═════ Исходный текст ═════

Дороги и судьбы
Шрифт:
Боже мой, а ведь этому Феде, который их сажал, сейчас уж, верно, за тридцать? Он давно женат. Ну да, ну да, эти деревья посажены уже больше двадцати лет тому назад. Как давно! Как недавно!
С возрастом время бежит все быстрее. Сперва костяшками на счетах отщелкиваются месяцы, затем годы, а потом уж и десятилетия. Боюсь, я подошла к той черте, когда и двадцать лет не кажутся таким уж огромным сроком.
Ну, а сколько лет я вижу из окна этот дом напротив, построенный одновременно с нашим? Почти тридцать. Между прочим: у меня два окна и еще балконная дверь. О такой роскоши я когда-то и мечтать не смела.
В начале моей московской жизни мечты мои не простирались дальше комнаты в коммунальной квартире. Я шла по вечерней улице, видела чужие окна, за каждым желто-оранжевый уютный свет (то было время шелковых абажуров), и мечтала о том, чтобы какое-нибудь из этих окон стало моим. Моим собственным. Вот я вхожу в коридор, где стоят чьи-то сундуки, где
...Четыре года из семи моих московских бездомных лет я провела в полуподвале трехэтажного дома, стоявшего в одном из арбатских переулков.

═════ Выдержки из данных ═════

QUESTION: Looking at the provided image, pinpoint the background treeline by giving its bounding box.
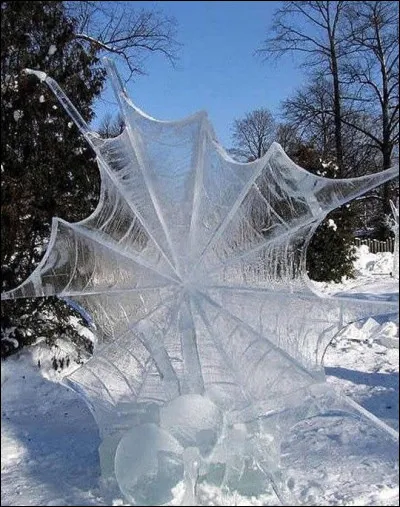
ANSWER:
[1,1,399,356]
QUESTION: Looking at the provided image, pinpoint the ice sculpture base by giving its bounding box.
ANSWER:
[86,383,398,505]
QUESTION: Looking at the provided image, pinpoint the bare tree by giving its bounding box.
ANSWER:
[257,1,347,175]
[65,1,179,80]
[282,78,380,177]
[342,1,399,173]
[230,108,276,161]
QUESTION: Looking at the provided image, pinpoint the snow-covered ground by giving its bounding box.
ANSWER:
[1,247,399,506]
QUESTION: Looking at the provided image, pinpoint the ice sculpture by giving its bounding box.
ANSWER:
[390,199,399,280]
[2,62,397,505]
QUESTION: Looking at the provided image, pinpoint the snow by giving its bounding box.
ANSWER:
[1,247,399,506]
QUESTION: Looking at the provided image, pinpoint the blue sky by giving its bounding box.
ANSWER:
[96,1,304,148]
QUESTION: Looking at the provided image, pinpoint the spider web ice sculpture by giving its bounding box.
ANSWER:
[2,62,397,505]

═════
═════ Выдержки из данных ═════

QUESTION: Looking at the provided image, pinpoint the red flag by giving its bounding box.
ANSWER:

═════

Что сделать
1. Процитируйте из воспоминаний о московской жизни отрывок от «С возрастом время» до «мечтать не смела.».
2. Сократите абзац воспоминаний о московской жизни, начинающийся словами «С возрастом время бежит», сохранив его основные мысли.
3. Продолжите воспоминания о московской жизни после последнего приведенного в них предложения.

Ответы по заданиям
1.
С возрастом время бежит все быстрее. Сперва костяшками на счетах отщелкиваются месяцы, затем годы, а потом уж и десятилетия. Боюсь, я подошла к той черте, когда и двадцать лет не кажутся таким уж огромным сроком.
Ну, а сколько лет я вижу из окна этот дом напротив, построенный одновременно с нашим? Почти тридцать. Между прочим: у меня два окна и еще балконная дверь. О такой роскоши я когда-то и мечтать не смела.

2. С возрастом время ускоряется: сначала отсчитываются месяцы, затем годы, а потом и десятилетия. Теперь даже двадцать лет уже не кажутся огромным сроком.

3.
Под арку во двор. В тылу дома — пристройка под дощатым навесом и маленькая дверь. Четыре ступеньки вниз ведут на кухню. Дощатый навес — потолок кухни. На кухне — температура улицы, в потолке щели, через них наведываются соседские кошки, мы с хозяйкой моей, Еленой Ефимовной, держали провизию в кастрюлях, придавив крышки камнями. Были и еще две двери. Одна — в крошечную уборную — любила сама собой распахиваться если не была заперта изнутри, и тогда взору вошедшего открывался унитаз. Это беспокоило Елену Ефимовну: «Нехорошо! Вид больно маральный!» Другая дверь, обитая войлоком, вела в помещение жилое, разделенное добротной перегородкой на две неравные части. Малая — вытянутый прямоугольник — передняя. Слева умывальник справа, там, где окошко, железная кровать с тощим матрасом и маленький стол. Эту часть передней Елена Ефимовна и начала сдавать, когда муж умер, а дети разъехались. Остальная часть помещения — метров 14 — комната хозяйки. Дверь туда — непосредственно напротив двери из кухни, и мне легко было сразу обособить свой угол занавеской. С сентября 1950-го по декабрь 1954 года я прожила в этой странной квартирке бок о бок с Еленой Ефимовной. Простая, едва грамотная женщина из владимирских крестьян, была она умна, тактична и с чувством юмора.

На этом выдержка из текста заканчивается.